* [ARBEITSAUFTRAG]
Beantworte diese Fragen zum Text über die geplante Rückkehr der Gäste in die Gaststätten:
1. An welchem Datum will das Café Extrablatt wieder Gäste empfangen?
2. Wie beschreibt Igar Stepanow den Alten Markt?
3. Was wurde im Haus Heiligenpesch am Boden der Gaststätte gemacht?

* [DOKUMENTTEXT]
══════════════════════════════

Das Café Extrablatt am Alten Markt plant hingegen, am 22. März wieder Gäste zu empfangen. „Wir bereiten uns langsam darauf vor und kaufen Waren ein. Wir haben aber noch keine 100-prozentige Klarheit, wie es ablaufen wird“, sagt Geschäftsführer Igar Stepanow.
Die Zentrale der Kette prüfe das im Moment, man sei zudem im Austausch mit der Stadt. Leichte Bedenken aufgrund des Wetters hat aber auch Stepanow. „Der Alte Markt ist sehr windanfällig. Wir würden uns aber trotzdem freuen, auch wenn die Leute nur auf einen Kaffee kommen.“
Manuela Bihn-Klerx vom Haus Heiligenpesch bereitet sich ebenfalls provisorisch vor. Der Grünbelag wird draußen entfernt, die Fugen gekratzt. Sie hat den Lockdown zudem genutzt, um ihre Gaststätte zu renovieren: Der Fußboden ist erneuert worden, die Stühle und Tisch sind frisch gestrichen. Damit alles gut aussieht, wenn irgendwann wieder Gäste kommen. Am 22. März – oder eben später.

══════════════════════════════

* [DATENAUSZUG]
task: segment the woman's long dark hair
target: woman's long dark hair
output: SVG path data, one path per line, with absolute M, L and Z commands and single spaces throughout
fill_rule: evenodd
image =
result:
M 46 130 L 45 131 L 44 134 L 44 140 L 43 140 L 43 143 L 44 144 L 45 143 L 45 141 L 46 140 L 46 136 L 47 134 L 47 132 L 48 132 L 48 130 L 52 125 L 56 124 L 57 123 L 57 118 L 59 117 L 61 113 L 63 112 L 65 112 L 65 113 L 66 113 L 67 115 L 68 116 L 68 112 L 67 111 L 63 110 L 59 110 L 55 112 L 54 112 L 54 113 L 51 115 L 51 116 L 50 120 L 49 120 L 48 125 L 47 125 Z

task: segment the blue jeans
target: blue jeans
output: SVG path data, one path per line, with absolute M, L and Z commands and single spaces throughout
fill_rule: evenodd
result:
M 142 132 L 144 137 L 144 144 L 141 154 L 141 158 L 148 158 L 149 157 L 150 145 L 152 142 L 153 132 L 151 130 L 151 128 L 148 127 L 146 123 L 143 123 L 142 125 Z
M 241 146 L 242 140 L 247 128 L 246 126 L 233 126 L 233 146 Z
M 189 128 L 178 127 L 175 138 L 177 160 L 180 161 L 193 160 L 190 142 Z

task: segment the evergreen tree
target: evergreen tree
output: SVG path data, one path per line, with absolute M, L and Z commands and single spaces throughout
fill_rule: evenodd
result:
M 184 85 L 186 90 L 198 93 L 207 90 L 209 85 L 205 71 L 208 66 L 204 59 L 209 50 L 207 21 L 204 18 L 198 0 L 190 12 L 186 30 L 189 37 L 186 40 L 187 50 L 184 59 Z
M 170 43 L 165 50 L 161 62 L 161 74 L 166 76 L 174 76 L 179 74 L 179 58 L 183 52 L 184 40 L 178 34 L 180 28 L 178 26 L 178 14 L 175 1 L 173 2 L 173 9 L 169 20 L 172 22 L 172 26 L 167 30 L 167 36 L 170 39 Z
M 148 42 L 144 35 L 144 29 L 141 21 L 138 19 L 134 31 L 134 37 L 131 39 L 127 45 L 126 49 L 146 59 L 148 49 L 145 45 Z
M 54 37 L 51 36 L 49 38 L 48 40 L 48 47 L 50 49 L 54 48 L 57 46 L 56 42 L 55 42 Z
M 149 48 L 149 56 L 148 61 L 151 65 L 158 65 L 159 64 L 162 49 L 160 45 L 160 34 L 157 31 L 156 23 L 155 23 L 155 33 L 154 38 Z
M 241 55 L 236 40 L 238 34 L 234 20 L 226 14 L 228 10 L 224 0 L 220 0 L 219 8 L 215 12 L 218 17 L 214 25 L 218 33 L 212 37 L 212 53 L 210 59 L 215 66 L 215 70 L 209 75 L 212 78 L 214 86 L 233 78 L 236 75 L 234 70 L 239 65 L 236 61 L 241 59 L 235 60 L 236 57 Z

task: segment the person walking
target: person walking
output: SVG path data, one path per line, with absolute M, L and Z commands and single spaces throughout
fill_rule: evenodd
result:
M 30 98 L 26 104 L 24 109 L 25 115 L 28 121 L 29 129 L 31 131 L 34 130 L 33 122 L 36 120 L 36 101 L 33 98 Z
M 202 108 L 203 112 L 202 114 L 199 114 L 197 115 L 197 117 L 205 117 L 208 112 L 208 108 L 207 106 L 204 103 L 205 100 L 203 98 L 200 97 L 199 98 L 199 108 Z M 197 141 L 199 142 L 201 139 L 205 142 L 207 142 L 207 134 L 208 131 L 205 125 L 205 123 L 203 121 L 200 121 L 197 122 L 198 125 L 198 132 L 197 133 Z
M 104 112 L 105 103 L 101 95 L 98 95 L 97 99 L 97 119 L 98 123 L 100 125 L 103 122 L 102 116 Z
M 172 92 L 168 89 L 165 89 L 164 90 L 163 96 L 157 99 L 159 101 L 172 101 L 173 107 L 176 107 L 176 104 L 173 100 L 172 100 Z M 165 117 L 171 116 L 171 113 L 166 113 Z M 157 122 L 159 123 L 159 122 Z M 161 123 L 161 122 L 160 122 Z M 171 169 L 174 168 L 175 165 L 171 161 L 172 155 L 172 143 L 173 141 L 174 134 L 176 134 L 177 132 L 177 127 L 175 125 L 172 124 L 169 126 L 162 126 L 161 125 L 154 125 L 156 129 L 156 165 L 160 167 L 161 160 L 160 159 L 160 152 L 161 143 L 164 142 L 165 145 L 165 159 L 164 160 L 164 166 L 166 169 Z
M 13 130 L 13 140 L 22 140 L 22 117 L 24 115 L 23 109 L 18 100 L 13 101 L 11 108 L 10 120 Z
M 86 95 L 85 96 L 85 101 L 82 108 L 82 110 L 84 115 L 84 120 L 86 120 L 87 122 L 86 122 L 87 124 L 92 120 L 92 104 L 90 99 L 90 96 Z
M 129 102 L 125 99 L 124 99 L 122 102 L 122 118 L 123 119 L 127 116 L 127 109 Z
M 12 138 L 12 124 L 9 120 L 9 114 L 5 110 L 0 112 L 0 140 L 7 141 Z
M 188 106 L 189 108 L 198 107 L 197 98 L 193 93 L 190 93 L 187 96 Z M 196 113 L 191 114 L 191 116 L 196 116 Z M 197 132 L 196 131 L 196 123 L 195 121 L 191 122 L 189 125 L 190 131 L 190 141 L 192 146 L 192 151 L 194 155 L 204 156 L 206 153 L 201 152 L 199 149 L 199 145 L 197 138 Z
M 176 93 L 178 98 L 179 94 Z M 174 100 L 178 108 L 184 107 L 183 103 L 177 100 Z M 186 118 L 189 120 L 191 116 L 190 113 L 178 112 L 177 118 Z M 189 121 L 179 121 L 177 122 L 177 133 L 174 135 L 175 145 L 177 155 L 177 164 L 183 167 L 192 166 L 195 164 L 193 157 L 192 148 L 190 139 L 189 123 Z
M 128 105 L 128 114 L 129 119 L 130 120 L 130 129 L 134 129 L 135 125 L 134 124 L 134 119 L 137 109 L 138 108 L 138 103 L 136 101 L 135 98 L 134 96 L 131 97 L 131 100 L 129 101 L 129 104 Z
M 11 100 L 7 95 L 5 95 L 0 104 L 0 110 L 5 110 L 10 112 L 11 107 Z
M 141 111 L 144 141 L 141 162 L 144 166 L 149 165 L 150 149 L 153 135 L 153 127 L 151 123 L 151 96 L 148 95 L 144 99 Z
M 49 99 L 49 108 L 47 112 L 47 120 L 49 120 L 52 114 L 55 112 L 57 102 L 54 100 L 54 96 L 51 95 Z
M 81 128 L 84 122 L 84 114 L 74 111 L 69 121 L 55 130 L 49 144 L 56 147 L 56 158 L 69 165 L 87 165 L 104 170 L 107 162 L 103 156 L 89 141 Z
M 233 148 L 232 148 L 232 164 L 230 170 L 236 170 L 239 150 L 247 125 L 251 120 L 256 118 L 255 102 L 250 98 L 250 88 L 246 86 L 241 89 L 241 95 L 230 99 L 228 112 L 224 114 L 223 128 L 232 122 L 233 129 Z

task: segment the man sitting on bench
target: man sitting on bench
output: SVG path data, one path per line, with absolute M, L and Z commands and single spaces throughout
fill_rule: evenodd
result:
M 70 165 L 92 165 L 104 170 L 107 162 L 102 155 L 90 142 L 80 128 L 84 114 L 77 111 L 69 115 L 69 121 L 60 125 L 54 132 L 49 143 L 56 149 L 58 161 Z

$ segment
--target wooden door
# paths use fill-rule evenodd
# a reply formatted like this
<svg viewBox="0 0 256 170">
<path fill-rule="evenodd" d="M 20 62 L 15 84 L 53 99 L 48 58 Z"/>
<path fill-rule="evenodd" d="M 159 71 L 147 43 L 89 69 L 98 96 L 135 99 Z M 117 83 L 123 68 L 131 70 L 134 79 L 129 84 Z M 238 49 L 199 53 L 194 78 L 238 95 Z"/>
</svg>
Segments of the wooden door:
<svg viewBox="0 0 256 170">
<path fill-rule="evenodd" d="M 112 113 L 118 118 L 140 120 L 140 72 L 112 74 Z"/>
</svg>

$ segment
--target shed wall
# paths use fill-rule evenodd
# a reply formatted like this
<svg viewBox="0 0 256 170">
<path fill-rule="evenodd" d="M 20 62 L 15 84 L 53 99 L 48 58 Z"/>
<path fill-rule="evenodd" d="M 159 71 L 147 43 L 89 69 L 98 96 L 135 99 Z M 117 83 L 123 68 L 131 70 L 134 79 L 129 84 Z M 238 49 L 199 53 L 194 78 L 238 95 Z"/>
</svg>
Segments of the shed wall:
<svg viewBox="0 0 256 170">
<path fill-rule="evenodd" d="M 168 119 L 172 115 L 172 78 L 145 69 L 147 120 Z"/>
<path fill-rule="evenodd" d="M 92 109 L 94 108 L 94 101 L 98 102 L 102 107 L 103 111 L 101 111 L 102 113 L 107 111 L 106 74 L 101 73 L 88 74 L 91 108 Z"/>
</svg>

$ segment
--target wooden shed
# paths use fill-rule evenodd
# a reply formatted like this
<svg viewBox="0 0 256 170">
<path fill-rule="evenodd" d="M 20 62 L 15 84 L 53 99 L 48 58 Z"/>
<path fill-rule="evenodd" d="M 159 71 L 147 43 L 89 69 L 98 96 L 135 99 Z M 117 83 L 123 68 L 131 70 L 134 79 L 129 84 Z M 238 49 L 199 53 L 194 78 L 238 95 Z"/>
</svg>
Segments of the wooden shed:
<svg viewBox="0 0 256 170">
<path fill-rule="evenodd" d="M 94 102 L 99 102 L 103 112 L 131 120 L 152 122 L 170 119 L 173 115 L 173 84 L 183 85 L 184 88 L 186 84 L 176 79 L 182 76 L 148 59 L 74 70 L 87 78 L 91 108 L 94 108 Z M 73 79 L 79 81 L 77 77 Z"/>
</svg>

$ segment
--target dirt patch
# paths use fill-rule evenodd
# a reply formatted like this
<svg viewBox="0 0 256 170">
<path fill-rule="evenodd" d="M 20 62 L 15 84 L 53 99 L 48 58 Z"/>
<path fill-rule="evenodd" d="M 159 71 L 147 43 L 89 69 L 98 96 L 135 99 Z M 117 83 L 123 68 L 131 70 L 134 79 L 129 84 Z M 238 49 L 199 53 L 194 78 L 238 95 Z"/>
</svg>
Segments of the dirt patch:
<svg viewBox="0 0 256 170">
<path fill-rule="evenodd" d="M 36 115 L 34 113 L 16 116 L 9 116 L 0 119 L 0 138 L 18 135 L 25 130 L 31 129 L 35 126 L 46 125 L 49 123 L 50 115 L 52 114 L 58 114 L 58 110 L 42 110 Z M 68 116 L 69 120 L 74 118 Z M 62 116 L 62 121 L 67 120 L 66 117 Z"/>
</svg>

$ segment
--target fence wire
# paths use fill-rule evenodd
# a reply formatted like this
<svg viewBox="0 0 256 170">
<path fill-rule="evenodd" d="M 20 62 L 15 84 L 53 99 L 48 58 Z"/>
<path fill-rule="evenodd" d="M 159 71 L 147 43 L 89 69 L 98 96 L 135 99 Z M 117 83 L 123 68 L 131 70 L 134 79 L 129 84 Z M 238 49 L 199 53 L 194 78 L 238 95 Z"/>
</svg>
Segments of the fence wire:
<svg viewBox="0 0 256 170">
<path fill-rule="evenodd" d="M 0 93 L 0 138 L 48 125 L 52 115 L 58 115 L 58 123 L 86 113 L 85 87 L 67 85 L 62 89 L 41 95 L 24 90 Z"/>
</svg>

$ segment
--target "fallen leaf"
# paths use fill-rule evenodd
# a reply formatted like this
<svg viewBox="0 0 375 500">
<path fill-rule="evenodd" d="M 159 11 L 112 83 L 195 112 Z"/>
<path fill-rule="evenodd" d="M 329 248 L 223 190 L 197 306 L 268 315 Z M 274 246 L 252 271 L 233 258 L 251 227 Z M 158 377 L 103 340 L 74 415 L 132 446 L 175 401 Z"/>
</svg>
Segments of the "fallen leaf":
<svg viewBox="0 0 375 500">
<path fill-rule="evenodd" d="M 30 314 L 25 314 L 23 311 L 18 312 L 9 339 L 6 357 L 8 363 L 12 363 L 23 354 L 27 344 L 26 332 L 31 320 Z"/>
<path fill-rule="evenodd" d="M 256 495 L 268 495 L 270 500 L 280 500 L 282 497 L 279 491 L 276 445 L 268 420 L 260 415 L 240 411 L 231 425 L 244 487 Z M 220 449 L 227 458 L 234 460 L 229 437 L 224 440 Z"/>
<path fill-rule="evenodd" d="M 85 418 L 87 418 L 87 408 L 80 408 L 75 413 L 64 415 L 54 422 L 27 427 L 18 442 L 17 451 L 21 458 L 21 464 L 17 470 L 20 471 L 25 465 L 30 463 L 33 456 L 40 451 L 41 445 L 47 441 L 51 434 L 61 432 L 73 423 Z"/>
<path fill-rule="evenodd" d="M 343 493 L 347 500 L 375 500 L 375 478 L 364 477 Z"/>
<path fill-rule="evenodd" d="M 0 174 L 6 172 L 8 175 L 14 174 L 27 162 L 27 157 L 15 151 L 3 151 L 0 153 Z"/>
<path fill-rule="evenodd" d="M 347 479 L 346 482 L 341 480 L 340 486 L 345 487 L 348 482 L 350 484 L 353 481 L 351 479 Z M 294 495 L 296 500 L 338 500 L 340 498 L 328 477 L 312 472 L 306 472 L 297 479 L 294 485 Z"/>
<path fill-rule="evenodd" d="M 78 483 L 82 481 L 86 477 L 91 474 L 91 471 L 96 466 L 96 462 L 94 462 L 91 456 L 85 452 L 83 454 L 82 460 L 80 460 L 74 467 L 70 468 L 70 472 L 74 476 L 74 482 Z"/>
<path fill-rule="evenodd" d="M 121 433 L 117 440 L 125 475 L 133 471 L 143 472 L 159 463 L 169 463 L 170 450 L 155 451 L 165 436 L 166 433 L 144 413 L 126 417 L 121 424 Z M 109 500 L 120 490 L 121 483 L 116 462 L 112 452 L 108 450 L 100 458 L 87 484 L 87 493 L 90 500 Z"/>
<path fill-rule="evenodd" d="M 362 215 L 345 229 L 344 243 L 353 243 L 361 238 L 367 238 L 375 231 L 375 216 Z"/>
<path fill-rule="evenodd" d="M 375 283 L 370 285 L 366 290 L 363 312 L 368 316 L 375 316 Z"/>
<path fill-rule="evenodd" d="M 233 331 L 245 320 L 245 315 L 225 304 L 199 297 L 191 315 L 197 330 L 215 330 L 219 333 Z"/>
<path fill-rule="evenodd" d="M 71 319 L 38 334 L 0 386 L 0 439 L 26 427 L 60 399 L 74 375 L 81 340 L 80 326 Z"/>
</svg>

══════════════════════════════

* [ERGEBNIS]
1. Am 22. März.
2. Als sehr windanfällig.
3. Der Fußboden wurde erneuert.